| WHAT NEEDS TO BE DONE |
Extract each line from the items below that contains the string "tree". Case counts: a line matches only if the letters agree in capitalization.

==== RECORDS SUPPLIED ====

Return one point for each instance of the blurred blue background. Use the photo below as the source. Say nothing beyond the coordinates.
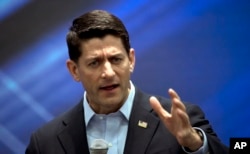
(199, 48)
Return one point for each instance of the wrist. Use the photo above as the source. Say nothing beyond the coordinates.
(197, 141)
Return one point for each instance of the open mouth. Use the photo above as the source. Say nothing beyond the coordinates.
(109, 87)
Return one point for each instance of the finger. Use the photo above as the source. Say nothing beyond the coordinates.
(176, 101)
(155, 104)
(173, 94)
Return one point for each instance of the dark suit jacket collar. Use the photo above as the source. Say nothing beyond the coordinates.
(73, 132)
(138, 138)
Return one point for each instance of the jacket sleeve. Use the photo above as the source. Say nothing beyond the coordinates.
(197, 119)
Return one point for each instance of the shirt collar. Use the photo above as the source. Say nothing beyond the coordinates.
(125, 109)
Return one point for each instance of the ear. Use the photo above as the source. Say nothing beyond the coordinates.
(73, 69)
(132, 59)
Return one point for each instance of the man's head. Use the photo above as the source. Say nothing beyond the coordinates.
(101, 59)
(96, 23)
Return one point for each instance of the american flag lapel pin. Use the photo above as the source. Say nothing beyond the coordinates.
(142, 124)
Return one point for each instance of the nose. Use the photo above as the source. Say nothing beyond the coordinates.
(108, 71)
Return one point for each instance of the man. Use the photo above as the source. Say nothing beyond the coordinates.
(115, 110)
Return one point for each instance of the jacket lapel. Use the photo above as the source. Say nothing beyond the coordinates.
(72, 135)
(142, 125)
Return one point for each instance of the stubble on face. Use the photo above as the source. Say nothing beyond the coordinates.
(104, 70)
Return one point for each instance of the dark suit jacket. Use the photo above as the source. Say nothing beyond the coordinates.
(67, 133)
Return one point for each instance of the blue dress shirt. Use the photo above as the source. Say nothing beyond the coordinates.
(113, 127)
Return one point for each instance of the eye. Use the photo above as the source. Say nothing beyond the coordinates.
(94, 63)
(116, 60)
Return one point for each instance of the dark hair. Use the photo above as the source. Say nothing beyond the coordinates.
(97, 23)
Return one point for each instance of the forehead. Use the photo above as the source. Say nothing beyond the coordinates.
(106, 45)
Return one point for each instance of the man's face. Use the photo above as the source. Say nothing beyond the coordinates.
(104, 70)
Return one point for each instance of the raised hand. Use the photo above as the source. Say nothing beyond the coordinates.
(177, 122)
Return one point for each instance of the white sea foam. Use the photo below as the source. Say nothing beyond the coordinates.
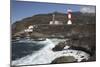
(46, 55)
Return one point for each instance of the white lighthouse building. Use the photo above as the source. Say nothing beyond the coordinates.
(69, 15)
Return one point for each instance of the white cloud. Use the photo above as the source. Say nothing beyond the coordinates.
(88, 9)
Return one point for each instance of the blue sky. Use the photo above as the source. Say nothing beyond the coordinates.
(20, 10)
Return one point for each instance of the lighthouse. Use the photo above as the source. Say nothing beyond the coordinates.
(69, 16)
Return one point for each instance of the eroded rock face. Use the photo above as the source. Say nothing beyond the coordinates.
(59, 47)
(63, 59)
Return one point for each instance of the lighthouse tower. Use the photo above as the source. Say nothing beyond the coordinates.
(69, 15)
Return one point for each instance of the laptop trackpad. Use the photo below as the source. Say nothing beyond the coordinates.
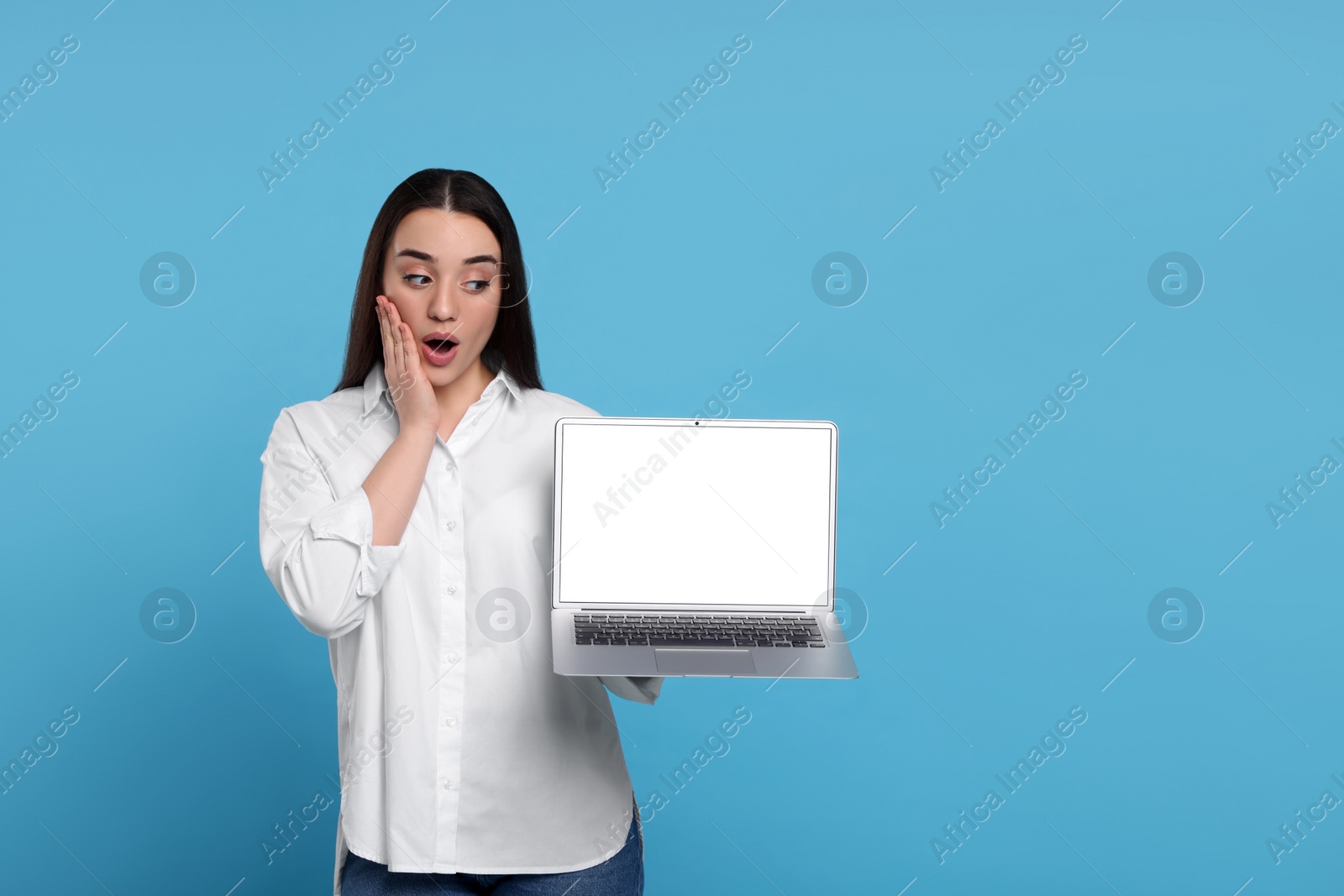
(703, 661)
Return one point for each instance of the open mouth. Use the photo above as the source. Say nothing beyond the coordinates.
(440, 349)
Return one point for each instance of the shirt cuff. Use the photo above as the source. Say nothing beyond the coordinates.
(351, 519)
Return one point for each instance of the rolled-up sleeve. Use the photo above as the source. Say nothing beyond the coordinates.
(318, 548)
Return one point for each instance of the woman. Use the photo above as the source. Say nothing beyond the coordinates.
(407, 517)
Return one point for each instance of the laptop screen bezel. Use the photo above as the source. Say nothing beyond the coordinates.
(671, 422)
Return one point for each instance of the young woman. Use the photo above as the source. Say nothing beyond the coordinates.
(407, 517)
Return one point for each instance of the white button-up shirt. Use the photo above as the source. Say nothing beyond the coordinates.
(461, 750)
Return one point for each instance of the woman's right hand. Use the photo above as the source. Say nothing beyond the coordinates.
(413, 396)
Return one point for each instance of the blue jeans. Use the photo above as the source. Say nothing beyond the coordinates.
(622, 875)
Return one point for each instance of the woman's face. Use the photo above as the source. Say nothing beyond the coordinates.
(443, 273)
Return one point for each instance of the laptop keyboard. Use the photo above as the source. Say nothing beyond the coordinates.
(696, 631)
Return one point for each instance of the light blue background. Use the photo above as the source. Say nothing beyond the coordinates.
(694, 265)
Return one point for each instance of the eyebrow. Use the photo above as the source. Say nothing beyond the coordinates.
(427, 257)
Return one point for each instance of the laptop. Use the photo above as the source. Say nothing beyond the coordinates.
(696, 547)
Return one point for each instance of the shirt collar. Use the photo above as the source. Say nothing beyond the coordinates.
(375, 385)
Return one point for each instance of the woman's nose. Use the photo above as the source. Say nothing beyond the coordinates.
(443, 305)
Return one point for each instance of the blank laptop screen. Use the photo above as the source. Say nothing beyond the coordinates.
(694, 515)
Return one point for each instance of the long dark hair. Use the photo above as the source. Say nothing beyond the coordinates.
(512, 344)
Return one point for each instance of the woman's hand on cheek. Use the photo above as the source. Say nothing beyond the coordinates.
(413, 396)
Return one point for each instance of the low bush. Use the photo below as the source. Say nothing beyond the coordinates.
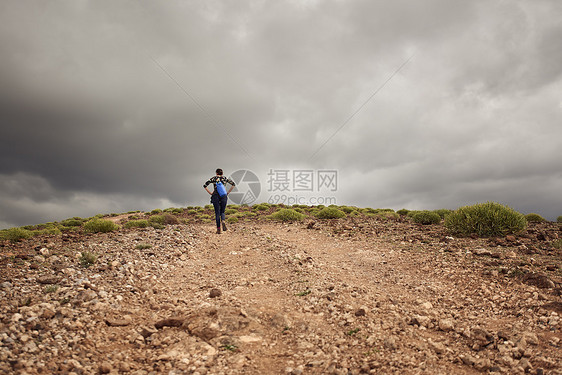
(287, 214)
(137, 224)
(388, 215)
(100, 226)
(330, 213)
(426, 217)
(74, 222)
(260, 207)
(535, 218)
(15, 234)
(443, 212)
(485, 219)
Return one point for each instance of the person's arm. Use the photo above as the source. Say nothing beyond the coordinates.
(207, 184)
(232, 185)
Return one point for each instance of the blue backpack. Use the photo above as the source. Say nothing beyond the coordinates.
(221, 189)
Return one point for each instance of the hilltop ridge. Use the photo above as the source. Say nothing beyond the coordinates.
(357, 295)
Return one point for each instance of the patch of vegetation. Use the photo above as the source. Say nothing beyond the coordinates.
(73, 222)
(260, 207)
(287, 214)
(485, 219)
(87, 259)
(15, 234)
(426, 217)
(443, 212)
(137, 224)
(535, 218)
(100, 226)
(385, 215)
(330, 213)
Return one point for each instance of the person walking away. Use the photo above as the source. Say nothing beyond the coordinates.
(219, 202)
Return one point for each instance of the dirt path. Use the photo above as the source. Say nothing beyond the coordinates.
(331, 304)
(269, 298)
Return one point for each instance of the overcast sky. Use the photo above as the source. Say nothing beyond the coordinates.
(112, 106)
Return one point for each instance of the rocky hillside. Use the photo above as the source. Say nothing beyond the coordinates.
(357, 295)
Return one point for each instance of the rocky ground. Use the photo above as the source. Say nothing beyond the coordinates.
(349, 296)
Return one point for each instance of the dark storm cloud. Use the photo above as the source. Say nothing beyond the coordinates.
(109, 106)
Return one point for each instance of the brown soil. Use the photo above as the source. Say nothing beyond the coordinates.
(349, 296)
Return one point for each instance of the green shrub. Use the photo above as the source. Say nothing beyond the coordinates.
(485, 219)
(388, 215)
(100, 226)
(87, 259)
(287, 214)
(137, 224)
(443, 212)
(412, 213)
(426, 217)
(74, 222)
(260, 207)
(15, 234)
(535, 218)
(330, 213)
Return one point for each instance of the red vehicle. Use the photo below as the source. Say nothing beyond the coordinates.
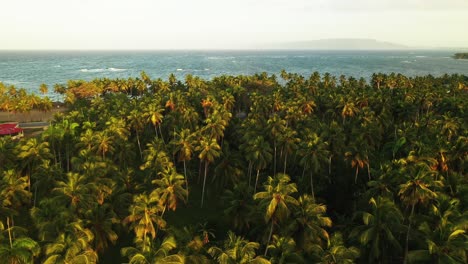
(11, 129)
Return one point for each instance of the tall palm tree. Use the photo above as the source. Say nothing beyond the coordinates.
(72, 246)
(75, 191)
(277, 199)
(337, 252)
(183, 146)
(19, 250)
(237, 250)
(413, 192)
(170, 189)
(144, 215)
(309, 222)
(136, 123)
(379, 234)
(100, 220)
(283, 250)
(314, 152)
(239, 205)
(155, 253)
(31, 153)
(209, 151)
(261, 152)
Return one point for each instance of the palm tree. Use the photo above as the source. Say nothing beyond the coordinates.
(182, 143)
(76, 192)
(337, 252)
(169, 189)
(209, 151)
(314, 152)
(73, 246)
(381, 228)
(282, 251)
(19, 250)
(31, 153)
(237, 250)
(144, 215)
(100, 220)
(309, 222)
(156, 253)
(446, 243)
(277, 199)
(135, 121)
(239, 205)
(43, 88)
(415, 191)
(261, 152)
(103, 143)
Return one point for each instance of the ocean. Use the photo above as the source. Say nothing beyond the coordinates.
(29, 69)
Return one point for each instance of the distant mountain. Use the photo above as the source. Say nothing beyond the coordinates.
(342, 44)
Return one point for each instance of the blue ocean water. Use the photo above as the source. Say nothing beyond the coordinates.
(28, 69)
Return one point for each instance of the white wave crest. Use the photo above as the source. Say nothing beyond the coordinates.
(116, 69)
(92, 70)
(102, 70)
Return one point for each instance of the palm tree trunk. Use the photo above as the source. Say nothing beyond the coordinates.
(357, 171)
(160, 132)
(186, 180)
(35, 194)
(269, 237)
(407, 235)
(139, 145)
(312, 184)
(204, 182)
(9, 232)
(285, 160)
(368, 170)
(256, 181)
(274, 156)
(249, 172)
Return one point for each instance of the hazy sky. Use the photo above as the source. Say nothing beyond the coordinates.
(194, 24)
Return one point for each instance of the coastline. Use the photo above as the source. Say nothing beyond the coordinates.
(33, 115)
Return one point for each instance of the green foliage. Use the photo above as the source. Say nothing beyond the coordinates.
(100, 180)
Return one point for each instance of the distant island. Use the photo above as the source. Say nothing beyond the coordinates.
(463, 55)
(342, 44)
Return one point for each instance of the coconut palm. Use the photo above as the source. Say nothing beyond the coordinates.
(413, 192)
(309, 222)
(283, 250)
(314, 152)
(237, 250)
(277, 199)
(383, 224)
(19, 250)
(144, 215)
(337, 252)
(100, 220)
(75, 191)
(169, 189)
(261, 152)
(209, 151)
(183, 147)
(239, 206)
(155, 253)
(72, 246)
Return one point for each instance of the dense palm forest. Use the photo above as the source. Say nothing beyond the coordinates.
(241, 169)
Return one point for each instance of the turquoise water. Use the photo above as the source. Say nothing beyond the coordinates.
(30, 69)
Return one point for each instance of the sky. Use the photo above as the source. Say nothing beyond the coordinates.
(226, 24)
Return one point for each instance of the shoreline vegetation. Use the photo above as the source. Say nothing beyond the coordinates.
(463, 55)
(238, 169)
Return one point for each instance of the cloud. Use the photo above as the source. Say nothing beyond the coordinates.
(397, 5)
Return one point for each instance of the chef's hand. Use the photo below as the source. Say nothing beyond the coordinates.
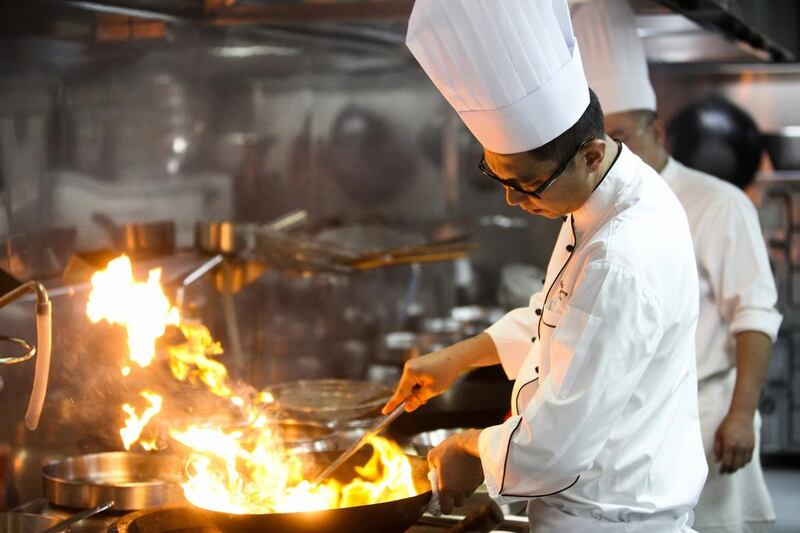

====

| PROBLEM SOLUTION |
Return one point for each instance of the tall palm tree. Use the photo above as the source. Say nothing beyond the coordinates.
Return one point for each instance of the palm tree. Use the photo above as the source. Say nothing beyond the coordinates.
Return one point for each instance of the palm tree trunk. Use the photo above as the source. Say nothing beyond the coordinates.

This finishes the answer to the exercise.